### PROBLEM TO SOLVE
Retype the rows word for word, starting at the line that contains "the tall narrow" and continuing through the end of the rows. Leave out the pictures.

─── GIVEN DATA

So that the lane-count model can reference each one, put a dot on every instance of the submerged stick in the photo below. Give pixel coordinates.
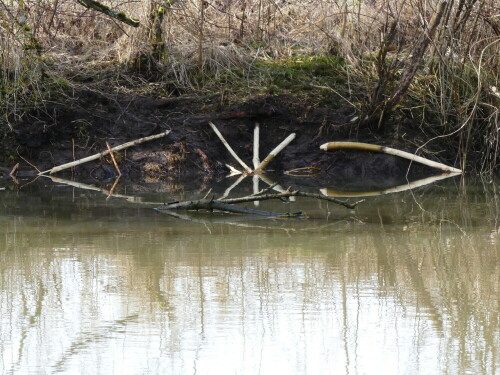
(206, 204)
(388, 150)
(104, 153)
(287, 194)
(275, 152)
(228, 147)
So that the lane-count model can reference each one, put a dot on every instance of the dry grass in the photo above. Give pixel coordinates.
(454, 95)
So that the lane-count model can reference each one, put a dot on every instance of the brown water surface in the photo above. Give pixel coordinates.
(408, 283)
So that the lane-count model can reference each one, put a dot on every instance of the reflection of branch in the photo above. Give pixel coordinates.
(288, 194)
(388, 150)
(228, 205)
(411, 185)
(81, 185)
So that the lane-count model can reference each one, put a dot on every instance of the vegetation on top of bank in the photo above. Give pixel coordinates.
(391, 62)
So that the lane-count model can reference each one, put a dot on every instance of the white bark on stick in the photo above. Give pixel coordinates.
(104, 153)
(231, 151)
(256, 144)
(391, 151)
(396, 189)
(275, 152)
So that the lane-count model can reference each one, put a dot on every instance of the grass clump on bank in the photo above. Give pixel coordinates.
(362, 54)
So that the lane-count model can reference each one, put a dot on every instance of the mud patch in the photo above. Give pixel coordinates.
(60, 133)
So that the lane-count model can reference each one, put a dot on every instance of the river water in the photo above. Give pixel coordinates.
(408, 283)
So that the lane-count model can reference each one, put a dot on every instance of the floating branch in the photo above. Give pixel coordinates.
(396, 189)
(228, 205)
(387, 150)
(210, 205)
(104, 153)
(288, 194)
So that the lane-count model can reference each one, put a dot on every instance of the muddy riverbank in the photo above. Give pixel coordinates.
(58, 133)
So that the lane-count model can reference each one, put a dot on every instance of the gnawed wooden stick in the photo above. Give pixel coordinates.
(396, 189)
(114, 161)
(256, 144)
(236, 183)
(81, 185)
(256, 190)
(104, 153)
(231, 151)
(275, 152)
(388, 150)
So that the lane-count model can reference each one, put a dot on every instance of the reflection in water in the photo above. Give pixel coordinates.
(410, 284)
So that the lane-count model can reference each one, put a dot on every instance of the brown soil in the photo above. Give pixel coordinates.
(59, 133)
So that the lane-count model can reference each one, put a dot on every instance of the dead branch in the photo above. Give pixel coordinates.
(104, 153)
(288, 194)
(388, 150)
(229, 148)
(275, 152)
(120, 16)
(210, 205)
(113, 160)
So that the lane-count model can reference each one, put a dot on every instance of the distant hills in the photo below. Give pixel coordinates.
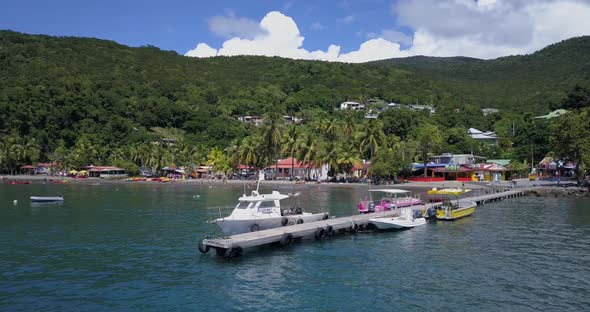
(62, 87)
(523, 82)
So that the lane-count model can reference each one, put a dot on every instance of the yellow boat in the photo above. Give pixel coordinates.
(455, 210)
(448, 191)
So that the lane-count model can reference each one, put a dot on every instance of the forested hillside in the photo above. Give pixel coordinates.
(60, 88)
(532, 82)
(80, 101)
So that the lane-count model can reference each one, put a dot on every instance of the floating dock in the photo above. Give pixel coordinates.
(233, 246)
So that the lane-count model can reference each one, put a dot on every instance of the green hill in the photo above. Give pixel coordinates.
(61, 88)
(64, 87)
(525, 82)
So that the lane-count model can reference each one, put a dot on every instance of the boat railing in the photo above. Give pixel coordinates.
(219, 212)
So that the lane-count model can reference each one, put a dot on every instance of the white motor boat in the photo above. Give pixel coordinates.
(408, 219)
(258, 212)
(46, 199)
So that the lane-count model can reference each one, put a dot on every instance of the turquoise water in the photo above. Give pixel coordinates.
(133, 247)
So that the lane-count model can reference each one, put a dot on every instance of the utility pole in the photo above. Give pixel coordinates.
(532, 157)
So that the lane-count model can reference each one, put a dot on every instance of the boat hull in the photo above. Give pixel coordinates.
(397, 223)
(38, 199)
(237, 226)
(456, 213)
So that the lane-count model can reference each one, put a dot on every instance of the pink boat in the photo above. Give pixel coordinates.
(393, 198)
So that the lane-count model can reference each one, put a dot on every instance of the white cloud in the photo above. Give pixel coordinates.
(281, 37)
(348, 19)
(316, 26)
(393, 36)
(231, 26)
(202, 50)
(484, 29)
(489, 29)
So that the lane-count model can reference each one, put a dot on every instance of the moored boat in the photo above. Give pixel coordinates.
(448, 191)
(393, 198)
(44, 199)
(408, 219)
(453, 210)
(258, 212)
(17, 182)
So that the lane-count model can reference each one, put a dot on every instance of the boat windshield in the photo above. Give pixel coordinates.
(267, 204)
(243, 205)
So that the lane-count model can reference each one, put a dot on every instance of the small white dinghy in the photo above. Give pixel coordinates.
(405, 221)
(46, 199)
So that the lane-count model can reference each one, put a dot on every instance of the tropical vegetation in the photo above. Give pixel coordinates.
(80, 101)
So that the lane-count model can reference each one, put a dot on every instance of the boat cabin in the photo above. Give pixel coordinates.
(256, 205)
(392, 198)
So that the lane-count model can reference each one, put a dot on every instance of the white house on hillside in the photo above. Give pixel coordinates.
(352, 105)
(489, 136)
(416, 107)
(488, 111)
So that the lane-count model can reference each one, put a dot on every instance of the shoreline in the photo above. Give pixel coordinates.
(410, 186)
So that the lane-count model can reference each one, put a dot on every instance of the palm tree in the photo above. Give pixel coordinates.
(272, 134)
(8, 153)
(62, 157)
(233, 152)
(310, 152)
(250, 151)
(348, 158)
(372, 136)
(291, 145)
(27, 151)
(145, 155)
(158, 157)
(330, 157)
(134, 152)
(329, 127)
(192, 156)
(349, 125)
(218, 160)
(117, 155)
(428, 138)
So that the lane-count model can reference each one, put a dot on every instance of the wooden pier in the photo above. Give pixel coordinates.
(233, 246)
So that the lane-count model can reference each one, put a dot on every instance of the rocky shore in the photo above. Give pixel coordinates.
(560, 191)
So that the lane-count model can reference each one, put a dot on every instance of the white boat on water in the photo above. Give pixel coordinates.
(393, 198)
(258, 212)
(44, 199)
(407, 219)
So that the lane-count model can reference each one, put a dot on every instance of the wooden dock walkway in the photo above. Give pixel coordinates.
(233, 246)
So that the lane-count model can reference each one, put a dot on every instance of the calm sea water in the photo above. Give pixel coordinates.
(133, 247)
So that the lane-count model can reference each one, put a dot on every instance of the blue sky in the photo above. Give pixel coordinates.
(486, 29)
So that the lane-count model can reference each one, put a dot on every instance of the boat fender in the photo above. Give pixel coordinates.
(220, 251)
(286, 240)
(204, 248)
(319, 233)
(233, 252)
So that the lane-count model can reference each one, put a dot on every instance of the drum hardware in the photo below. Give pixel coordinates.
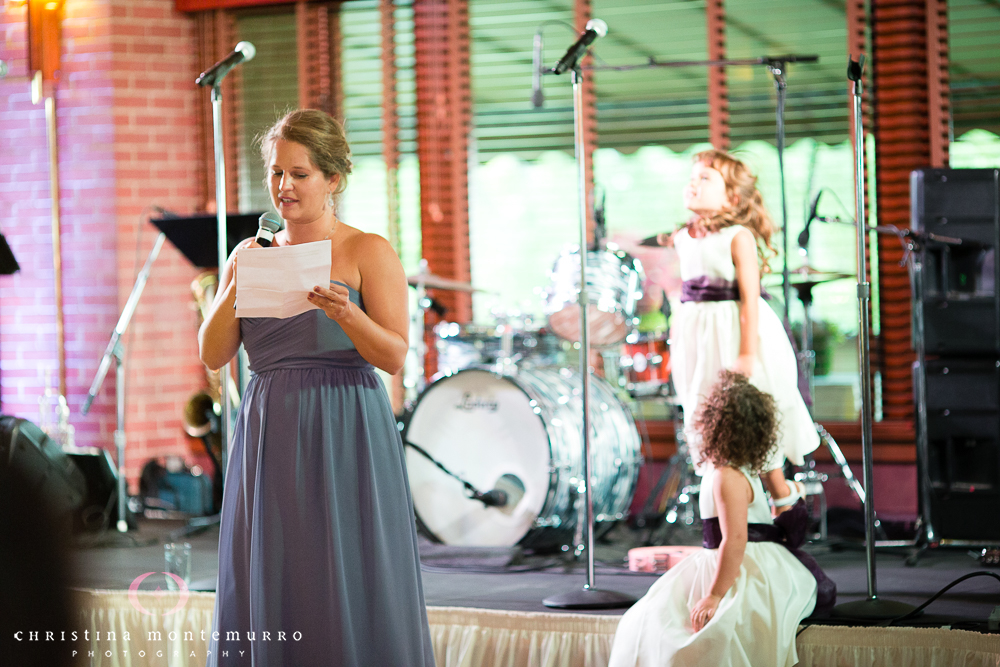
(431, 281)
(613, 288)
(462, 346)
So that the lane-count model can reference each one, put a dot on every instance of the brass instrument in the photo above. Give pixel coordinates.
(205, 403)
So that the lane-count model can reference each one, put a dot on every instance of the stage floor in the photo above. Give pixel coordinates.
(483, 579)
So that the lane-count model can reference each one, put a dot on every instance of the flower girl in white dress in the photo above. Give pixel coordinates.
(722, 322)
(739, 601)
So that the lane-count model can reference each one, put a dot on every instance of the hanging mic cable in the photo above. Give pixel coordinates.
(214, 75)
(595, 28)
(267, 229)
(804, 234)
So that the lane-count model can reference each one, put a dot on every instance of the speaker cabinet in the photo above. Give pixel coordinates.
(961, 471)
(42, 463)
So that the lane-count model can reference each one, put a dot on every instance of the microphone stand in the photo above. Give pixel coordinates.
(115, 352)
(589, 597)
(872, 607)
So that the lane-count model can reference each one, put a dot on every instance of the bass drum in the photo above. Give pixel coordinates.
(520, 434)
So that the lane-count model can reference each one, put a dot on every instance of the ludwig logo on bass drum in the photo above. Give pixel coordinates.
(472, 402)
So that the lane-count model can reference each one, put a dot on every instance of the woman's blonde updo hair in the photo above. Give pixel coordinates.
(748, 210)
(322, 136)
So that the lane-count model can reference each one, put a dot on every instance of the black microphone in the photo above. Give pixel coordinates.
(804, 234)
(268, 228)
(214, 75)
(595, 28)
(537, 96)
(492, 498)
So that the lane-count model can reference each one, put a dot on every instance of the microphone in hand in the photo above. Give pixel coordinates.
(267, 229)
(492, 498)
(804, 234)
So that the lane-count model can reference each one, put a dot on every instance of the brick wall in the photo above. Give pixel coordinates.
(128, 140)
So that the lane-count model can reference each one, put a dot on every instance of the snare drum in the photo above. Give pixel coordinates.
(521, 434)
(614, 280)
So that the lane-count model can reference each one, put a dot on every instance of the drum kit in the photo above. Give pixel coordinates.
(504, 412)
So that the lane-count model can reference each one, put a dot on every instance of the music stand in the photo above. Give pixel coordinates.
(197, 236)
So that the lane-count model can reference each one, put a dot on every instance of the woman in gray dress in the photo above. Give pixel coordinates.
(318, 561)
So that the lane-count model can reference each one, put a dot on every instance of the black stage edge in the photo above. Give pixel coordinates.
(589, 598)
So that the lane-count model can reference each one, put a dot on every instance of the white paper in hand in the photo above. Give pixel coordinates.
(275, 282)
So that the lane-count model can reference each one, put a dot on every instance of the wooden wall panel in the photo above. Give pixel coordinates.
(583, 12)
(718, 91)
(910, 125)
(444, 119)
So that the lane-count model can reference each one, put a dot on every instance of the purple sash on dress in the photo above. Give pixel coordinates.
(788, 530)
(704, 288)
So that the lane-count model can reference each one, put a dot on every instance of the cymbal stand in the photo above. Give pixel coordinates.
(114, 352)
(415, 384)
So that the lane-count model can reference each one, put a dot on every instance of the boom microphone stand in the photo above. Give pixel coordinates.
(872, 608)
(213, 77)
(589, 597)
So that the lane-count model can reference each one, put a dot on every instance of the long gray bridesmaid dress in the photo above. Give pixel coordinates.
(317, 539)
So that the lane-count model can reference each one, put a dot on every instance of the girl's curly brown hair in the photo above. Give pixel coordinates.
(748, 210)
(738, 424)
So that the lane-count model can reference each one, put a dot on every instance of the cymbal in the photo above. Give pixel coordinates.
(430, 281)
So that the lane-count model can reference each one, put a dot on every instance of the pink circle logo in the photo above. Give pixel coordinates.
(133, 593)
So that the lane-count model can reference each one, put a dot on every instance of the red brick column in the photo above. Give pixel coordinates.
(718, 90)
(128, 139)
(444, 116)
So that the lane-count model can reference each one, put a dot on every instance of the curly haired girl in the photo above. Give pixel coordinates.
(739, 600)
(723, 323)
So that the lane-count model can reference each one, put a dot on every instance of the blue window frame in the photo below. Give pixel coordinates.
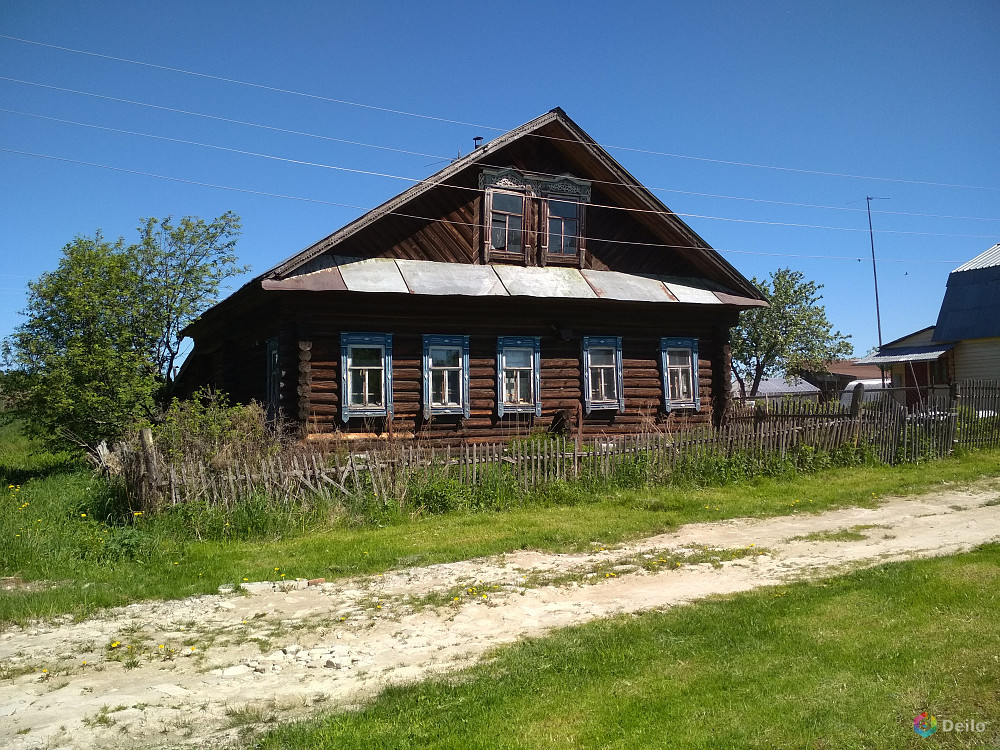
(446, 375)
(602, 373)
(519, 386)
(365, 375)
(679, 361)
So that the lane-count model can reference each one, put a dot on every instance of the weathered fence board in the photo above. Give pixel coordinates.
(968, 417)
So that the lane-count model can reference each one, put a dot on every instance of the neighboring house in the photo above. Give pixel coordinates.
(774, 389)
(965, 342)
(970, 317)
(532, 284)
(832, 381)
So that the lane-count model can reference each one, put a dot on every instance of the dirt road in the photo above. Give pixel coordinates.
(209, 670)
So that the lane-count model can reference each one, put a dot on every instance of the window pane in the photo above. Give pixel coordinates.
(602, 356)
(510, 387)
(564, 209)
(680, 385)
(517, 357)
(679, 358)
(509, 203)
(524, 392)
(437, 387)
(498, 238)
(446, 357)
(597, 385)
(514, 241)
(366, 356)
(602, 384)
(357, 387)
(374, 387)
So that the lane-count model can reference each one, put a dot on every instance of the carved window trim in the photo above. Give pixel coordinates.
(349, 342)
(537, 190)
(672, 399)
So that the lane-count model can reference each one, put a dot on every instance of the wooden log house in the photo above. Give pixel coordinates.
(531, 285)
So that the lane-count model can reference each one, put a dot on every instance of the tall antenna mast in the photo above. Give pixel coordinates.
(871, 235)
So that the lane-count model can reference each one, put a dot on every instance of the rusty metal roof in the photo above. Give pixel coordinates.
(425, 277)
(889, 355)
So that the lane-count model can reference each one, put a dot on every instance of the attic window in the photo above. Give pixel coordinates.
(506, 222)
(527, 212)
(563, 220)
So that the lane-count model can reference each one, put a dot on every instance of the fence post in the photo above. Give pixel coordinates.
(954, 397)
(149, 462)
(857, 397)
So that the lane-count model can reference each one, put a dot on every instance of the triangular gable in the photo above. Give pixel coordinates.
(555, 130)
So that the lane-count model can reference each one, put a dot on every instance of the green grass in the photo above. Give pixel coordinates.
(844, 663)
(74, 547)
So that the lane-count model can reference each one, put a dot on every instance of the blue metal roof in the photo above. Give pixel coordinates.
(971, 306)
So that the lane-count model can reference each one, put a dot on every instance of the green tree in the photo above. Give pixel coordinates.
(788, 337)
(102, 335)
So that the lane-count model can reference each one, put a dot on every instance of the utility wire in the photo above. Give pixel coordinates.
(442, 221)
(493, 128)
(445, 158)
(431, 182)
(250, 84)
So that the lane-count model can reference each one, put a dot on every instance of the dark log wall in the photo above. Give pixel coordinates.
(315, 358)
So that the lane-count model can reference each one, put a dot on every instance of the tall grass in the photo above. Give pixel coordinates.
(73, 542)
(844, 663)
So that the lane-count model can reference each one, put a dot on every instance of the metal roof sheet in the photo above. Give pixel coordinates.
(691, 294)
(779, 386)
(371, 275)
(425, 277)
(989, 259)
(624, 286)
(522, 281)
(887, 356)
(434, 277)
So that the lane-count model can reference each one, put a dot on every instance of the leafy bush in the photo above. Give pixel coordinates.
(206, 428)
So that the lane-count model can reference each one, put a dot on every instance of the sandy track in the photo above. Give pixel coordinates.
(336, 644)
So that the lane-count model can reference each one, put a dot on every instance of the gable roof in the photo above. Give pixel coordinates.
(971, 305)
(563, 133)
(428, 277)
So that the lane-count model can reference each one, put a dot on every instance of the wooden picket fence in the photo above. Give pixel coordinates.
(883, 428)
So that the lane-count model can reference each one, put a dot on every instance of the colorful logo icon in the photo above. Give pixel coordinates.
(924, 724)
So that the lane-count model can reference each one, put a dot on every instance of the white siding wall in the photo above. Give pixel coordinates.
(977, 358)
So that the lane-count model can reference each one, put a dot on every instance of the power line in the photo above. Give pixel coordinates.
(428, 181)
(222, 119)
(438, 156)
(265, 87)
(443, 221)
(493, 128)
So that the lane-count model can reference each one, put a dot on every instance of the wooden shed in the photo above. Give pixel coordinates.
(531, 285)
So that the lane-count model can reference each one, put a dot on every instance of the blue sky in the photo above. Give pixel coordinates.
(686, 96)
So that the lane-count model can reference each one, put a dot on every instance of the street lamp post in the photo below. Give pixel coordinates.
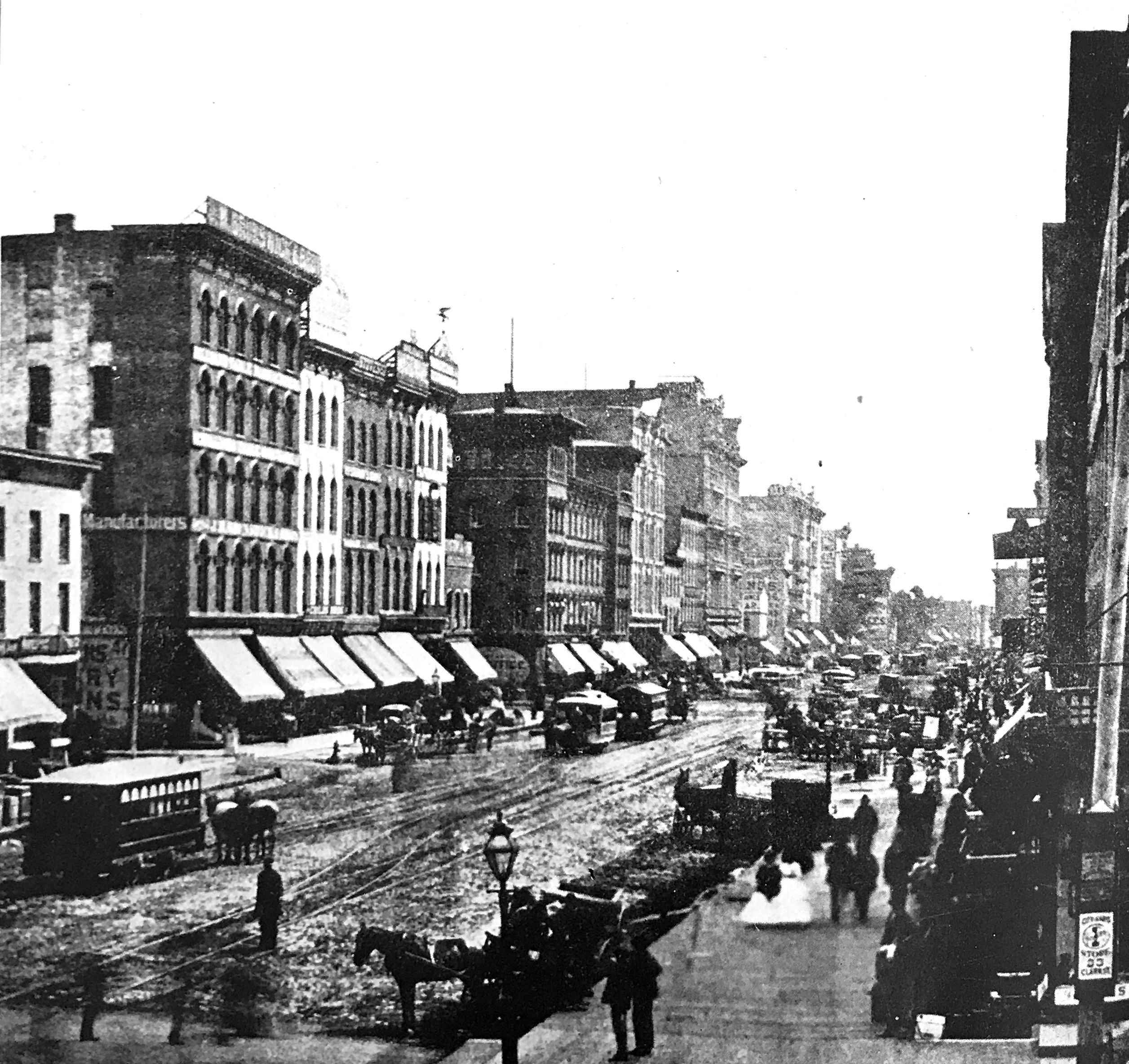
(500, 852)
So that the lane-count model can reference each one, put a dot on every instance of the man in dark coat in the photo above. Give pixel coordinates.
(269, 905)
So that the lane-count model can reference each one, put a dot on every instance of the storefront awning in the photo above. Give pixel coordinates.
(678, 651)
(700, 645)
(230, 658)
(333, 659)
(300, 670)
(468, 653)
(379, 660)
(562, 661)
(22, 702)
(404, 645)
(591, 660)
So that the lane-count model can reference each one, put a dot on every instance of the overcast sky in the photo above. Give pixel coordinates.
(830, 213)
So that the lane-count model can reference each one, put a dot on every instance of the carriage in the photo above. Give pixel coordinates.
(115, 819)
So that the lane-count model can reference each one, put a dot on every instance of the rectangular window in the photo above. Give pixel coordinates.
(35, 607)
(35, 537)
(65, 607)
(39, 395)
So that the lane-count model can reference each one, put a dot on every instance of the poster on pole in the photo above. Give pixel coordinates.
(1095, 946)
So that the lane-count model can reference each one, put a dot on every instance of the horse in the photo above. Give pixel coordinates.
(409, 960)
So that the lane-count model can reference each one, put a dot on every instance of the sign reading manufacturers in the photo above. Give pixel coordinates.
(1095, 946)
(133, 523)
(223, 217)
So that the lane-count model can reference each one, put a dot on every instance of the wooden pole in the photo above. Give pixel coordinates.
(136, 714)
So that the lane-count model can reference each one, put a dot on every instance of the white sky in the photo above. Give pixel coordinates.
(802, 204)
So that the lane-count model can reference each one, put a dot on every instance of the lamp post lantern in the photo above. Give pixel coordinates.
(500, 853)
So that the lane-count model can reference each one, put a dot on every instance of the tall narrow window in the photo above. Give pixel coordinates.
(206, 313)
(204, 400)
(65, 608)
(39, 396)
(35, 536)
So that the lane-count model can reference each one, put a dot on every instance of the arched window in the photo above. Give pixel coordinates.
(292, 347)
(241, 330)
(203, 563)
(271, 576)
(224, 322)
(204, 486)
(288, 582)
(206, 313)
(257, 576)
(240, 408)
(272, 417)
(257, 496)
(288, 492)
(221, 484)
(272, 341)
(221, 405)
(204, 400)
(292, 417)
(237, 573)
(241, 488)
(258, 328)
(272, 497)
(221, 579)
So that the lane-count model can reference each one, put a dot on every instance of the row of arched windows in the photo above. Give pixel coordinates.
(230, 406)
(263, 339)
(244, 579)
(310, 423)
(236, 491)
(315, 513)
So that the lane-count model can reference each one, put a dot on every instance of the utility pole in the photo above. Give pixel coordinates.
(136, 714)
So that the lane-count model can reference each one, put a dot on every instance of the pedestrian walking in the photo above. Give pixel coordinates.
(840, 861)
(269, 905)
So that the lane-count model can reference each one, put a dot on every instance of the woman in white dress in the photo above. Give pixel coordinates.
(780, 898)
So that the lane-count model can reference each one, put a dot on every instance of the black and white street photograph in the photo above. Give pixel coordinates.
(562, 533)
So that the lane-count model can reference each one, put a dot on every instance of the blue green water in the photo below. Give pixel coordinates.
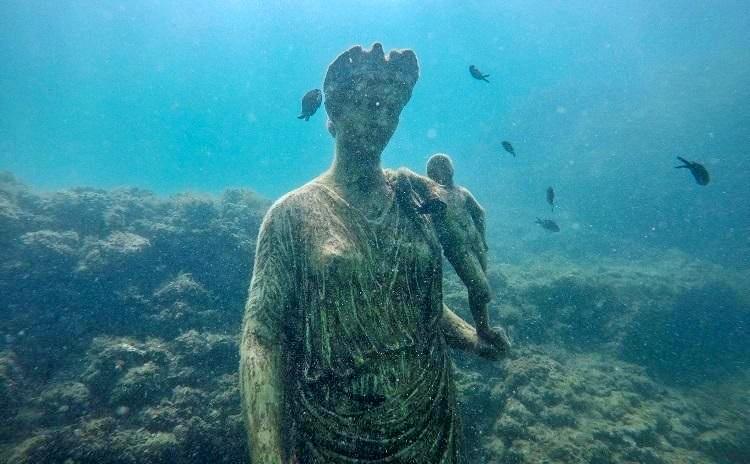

──────

### FINAL RESULT
So that the lane-count model can reference each one, put a dot on every instance of the tall narrow window in the photo above. Give pixel coordinates.
(206, 313)
(204, 400)
(65, 608)
(39, 396)
(35, 536)
So that the lane-count model can reference each one, put a dot on every instance of the arched window in the photo above. Give pixel coordinates.
(292, 347)
(241, 330)
(203, 563)
(271, 576)
(224, 322)
(204, 486)
(288, 582)
(206, 313)
(257, 576)
(240, 408)
(272, 417)
(257, 496)
(288, 492)
(221, 484)
(272, 341)
(221, 405)
(204, 400)
(292, 417)
(237, 573)
(241, 488)
(258, 328)
(272, 497)
(221, 579)
So that the lane-count model can reference each one, put a dot on every instance of the row of arched windows in the photo above. Give pixel coordinates.
(230, 406)
(263, 339)
(244, 579)
(310, 423)
(236, 491)
(315, 513)
So that the lane-count model can reference each one, put a dot on every instance of the utility pole in the photo above. Give pixel coordinates.
(136, 714)
So that the lane-count model can reference each one, put a dot on every instance of the pedestrian walking in the photo above. Give pixel coordinates.
(840, 861)
(269, 905)
So that the lane-count model can reference each one, put a dot on every instance of the woman in white dress in the photo above. Give pixel coordinates.
(780, 898)
So that the lane-count model can reference each one, put a dot on every instance of the black and white street photograph in the photo above. Give pixel coordinates.
(562, 533)
So that the lane-count model can reference each one, put a dot on every instance of the blue green water in the photo below. Give pixel coordinates.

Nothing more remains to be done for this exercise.